- Citizenship: United States
- Education: Haverford College
- Occupations: Author and Journalist
- Writing career
- Notable work: The Humor Code
- Notable awards: James Beard Foundation Journalism Awards, Best American Sports Writing anthology, Casey Medals for Meritorious Journalism, Dart Awards for Excellence in Coverage of Trauma, the Magazine Awards of Western Publishing and the National Awards for Education Reporting

= Joel Warner =

American writer

Joel Warner is an American author and journalist. He is the managing editor of The Lever investigative news outlet, and formerly worked as a staff writer for International Business Times and Westword. He has also written for Esquire, Wired, Men's Health, Men's Journal, Bloomberg Businessweek, The Boston Globe, Slate, Grantland, and other publications. He is co-author of The Humor Code: A Global Search For What Makes Things Funny, and the forthcoming The Curse of the Marquis: A Notorious Scoundrel, A Mythical Manuscript, And The Biggest Scandal In Literary History.

==The Humor Code==
In 2010, Warner met Peter McGraw, a professor at the University of Colorado. Warner was fascinated by McGraw's research and unified theory of humor, the Benign Violation Theory. Starting in 2011, the two created "The Humor Code Project," a two-year, 91,000-mile global search for what makes things funny. Their travels took them to Tanzania, Scandinavia, Japan, Israel, Peru, and several other destinations in North America. McGraw and Warner authored The Humor Code, a book about their travels and the experiments they conducted along the way. The two maintained multiple blogs about their adventures on Wired, Huffington Post, and Psychology Today.

**Record excerpts:**
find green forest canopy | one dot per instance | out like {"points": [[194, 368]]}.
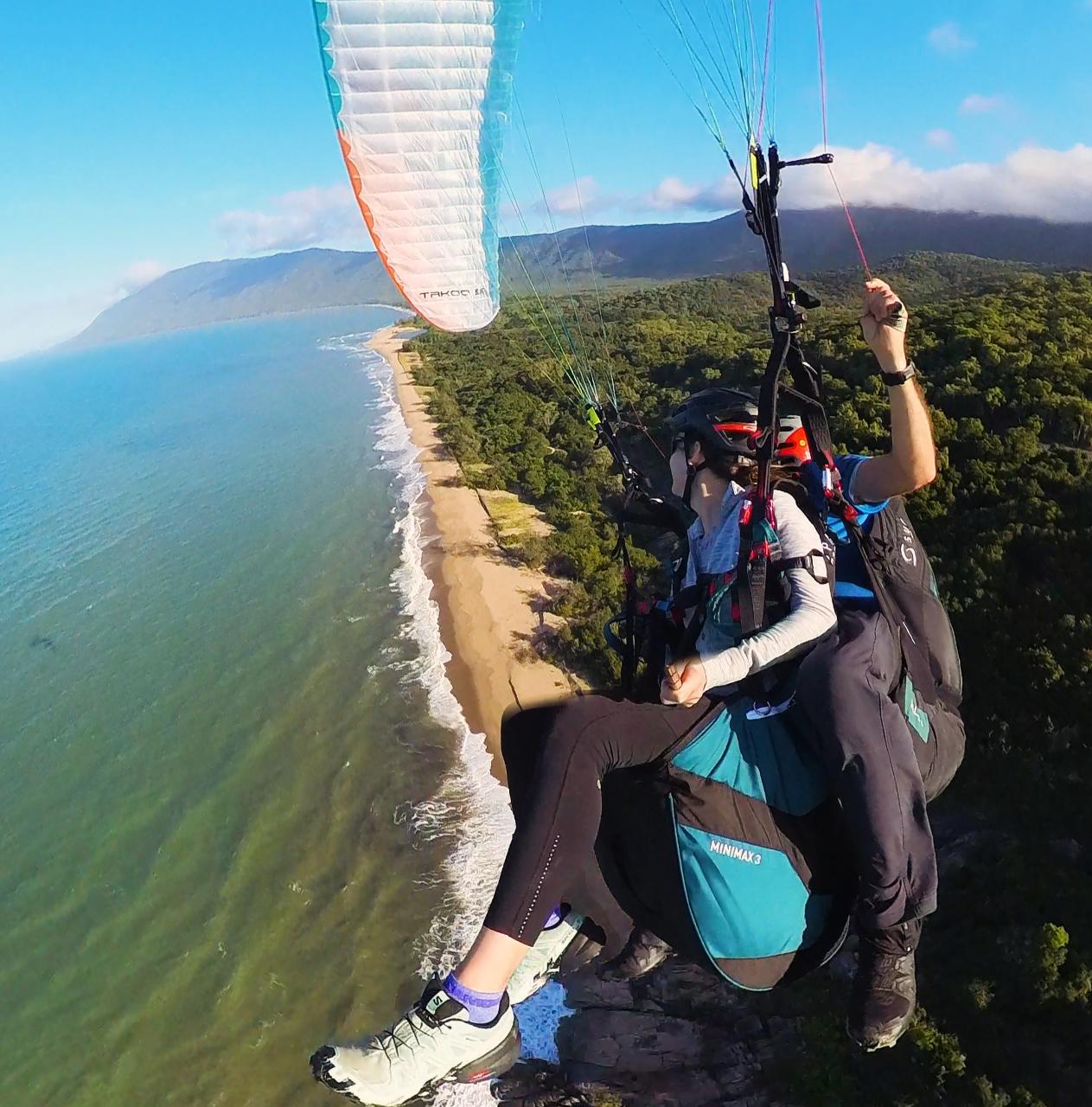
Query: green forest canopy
{"points": [[1005, 352]]}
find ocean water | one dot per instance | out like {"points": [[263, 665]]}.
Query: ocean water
{"points": [[240, 811]]}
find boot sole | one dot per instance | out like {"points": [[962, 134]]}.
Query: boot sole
{"points": [[497, 1062]]}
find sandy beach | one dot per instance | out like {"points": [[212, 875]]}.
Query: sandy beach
{"points": [[487, 616]]}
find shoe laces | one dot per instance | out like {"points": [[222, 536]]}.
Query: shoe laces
{"points": [[406, 1032]]}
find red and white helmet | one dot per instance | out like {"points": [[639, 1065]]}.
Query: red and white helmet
{"points": [[792, 442]]}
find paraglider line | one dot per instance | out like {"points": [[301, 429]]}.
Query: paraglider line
{"points": [[822, 101]]}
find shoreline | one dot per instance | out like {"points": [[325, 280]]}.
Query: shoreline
{"points": [[483, 599]]}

**Problems and tasks:**
1. In the passage on Joel Warner, how many miles did "The Humor Code Project" cover?
2. Update the passage on Joel Warner by writing out everything from "American writer" down to "In Literary History.", with "managing editor" changed to "executive editor".
3. Write the next part of the passage on Joel Warner, starting right after its final sentence.
The data has no connection to the passage on Joel Warner.

**Task results:**
1. 91,000 miles

2.
American writer

Joel Warner is an American author and journalist. He is the executive editor of The Lever investigative news outlet, and formerly worked as a staff writer for International Business Times and Westword. He has also written for Esquire, Wired, Men's Health, Men's Journal, Bloomberg Businessweek, The Boston Globe, Slate, Grantland, and other publications. He is co-author of The Humor Code: A Global Search For What Makes Things Funny, and the forthcoming The Curse of the Marquis: A Notorious Scoundrel, A Mythical Manuscript, And The Biggest Scandal In Literary History.

3.
==Works==
As a staff writer for International Business Times, Warner received a Society of American Business Editors and Writers' Best in Business award for his article "Marijuana Inc" (published December 1, 2015).

As a staff writer for Westword, Warner received several awards for his feature writing:

"Black and Blue" (published January 20, 2011)
- 2012 Salute to Excellence Awards, National Association of Black Journalists

"Martial Law" (published February 4, 2010')
- 2011 Mental Health America Media Award
- 2011 AAN AltWeekly Award

"The Boy Who Wouldn't Tell" (published April 22, 2010)
- 2011 - Prevention for a Safer Society Award, National Council on Crime and Delinquency

"Lax and the City" (published May 27, 2010)
- 2011 Education Reporting Award, National Education Writers Association
- 2011 Salute to Excellence Award, National Association of Black Journalists
- 2011 Best of the West, First Amendment Funding, Inc.

"Trial by Fire" (published July 22, 2010)
- 2011 Salute to Excellence Award, National Association of Black Journalists

"Taken for a Ride" (published December 2, 2010)
- 2011 Salute to Excellence Awards, National Association of Black Journalists

"Growth Industry" (published February 5, 2009)
- 2010 Maggie Award, The Magazine Awards of Western Publishing

"Cash Crop" (published September 10, 2009)
- 2010 Maggie Award, The Magazine Awards of Western Publishing,

"The Good Soldier" (published March 20, 2008)
- 2009 AAN AltWeekly Award
- 2009 Society of Professional Journalists, Colorado Chapter

"Father of Invention" (published July 10, 2008)
2009 AAN AltWeekly Award

"You Do the Meth" (published June 28, 2007)
- 2008 Dart Award for Excellence in Coverage of Trauma
- 2008 Casey Medal for Meritorious Journalism

"Mr. Big" (published November 3, 2005)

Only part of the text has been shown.